ITEMS:
^^^^^^^^^^^^^^^^

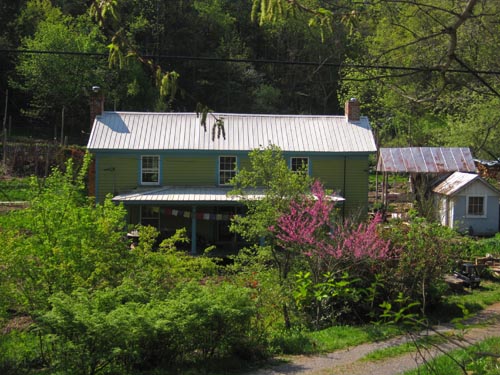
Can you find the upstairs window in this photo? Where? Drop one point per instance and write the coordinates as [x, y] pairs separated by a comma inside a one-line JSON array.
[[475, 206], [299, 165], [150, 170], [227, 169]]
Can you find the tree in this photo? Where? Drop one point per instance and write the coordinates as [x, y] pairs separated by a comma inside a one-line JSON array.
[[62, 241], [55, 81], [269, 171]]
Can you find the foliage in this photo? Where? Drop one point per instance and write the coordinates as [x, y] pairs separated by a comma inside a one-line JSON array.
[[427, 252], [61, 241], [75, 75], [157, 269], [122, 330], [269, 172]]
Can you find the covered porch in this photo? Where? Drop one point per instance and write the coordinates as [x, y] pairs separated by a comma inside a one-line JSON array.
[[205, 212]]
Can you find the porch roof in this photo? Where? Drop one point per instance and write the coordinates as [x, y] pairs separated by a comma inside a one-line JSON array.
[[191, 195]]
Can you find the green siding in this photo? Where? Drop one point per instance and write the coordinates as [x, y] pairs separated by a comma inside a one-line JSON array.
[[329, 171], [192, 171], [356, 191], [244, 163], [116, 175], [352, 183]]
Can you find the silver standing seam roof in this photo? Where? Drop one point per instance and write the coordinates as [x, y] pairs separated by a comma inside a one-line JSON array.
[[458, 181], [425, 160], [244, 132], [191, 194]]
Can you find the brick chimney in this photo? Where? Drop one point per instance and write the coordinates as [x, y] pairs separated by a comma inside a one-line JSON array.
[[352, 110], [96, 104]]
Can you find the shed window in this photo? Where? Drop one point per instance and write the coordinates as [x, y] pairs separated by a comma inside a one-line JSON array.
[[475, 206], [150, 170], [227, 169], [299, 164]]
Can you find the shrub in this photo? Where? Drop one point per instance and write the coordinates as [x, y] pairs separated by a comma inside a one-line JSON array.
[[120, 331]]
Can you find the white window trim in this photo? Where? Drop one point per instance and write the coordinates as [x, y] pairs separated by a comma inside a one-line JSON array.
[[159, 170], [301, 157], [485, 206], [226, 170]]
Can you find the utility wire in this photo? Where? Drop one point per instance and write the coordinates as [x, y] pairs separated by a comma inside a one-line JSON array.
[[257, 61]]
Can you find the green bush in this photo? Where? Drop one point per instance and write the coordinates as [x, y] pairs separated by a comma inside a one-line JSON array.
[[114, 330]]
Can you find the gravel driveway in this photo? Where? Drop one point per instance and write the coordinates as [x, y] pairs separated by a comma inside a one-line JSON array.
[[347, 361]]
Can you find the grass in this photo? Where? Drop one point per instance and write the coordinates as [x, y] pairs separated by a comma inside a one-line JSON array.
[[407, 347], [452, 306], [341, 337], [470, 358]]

^^^^^^^^^^^^^^^^

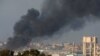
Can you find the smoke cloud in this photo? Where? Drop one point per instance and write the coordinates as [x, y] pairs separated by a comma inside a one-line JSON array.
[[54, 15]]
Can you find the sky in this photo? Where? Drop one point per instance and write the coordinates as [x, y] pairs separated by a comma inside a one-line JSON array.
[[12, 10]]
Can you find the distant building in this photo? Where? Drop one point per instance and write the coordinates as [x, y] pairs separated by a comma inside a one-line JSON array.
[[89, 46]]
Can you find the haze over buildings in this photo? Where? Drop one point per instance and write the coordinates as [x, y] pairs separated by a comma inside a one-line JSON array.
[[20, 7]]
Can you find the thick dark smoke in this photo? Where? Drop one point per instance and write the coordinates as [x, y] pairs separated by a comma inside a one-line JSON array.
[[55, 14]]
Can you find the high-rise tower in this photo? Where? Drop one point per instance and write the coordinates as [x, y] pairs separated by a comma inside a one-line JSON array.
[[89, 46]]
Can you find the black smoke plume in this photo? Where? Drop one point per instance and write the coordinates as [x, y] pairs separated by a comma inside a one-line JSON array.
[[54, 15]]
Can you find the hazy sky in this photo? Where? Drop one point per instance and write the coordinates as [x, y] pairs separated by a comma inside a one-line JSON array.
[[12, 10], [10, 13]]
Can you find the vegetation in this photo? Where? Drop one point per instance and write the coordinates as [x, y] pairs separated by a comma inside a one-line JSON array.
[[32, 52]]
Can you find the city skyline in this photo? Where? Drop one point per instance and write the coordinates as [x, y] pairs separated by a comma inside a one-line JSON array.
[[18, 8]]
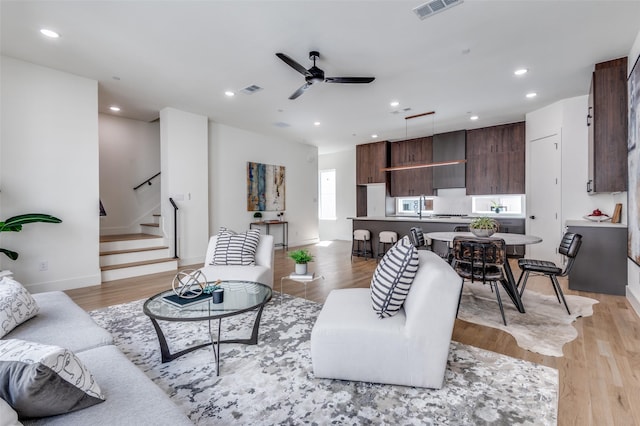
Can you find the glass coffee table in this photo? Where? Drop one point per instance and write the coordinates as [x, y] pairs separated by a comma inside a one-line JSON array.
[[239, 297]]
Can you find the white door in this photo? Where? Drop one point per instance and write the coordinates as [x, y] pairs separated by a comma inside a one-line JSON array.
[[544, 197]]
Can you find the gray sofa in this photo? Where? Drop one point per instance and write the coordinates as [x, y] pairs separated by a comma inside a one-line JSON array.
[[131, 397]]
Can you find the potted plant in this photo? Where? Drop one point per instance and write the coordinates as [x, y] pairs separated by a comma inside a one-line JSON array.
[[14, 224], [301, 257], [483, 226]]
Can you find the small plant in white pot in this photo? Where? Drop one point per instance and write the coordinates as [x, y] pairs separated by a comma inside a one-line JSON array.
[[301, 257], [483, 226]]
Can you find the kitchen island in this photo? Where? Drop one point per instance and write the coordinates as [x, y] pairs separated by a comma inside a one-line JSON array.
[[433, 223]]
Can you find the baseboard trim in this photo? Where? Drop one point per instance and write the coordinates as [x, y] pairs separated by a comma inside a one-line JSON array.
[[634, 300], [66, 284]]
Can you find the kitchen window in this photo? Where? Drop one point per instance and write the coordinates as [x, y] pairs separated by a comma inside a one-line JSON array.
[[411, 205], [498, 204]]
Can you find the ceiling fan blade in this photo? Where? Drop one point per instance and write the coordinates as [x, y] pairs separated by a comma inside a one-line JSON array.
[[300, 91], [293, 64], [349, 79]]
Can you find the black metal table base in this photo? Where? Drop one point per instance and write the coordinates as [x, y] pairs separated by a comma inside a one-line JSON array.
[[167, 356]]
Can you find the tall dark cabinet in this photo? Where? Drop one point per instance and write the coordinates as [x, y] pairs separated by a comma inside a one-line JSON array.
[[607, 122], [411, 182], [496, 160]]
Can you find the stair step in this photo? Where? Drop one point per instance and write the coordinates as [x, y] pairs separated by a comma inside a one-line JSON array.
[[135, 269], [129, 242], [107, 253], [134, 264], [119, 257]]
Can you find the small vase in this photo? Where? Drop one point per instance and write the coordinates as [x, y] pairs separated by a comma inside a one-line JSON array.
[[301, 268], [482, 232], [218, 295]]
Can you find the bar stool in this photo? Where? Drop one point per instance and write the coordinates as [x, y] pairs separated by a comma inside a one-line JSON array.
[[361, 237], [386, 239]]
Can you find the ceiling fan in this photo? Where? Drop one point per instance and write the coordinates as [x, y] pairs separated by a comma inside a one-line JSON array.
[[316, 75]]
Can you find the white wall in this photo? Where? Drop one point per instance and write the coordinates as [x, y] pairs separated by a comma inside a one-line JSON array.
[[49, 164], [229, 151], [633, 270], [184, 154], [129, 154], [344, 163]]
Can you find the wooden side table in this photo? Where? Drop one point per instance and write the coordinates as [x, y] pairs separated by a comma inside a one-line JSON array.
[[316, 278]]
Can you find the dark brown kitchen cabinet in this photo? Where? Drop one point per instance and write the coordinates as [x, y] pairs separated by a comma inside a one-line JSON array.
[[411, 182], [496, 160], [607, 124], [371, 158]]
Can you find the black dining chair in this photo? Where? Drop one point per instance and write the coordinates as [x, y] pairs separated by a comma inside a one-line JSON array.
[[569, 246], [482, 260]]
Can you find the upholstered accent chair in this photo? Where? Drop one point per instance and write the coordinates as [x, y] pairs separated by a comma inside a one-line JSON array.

^^^^^^^^^^^^^^^^

WHAT IS REQUIRED: Gather every line of the records that contains the word "small", treating uppercase and lowercase as distinct.

EXERCISE RESPONSE:
Can you find the small plant in white pot in this photo? Where? Drop one point per instance and write the coordinates as [x, y] pairs separated by a comma inside a one-line JSON array.
Can you find the small vase in this photo? Where? Drop one point per instance and write the coordinates as [x, y] pairs separated by a comma inside a one-line JSON array.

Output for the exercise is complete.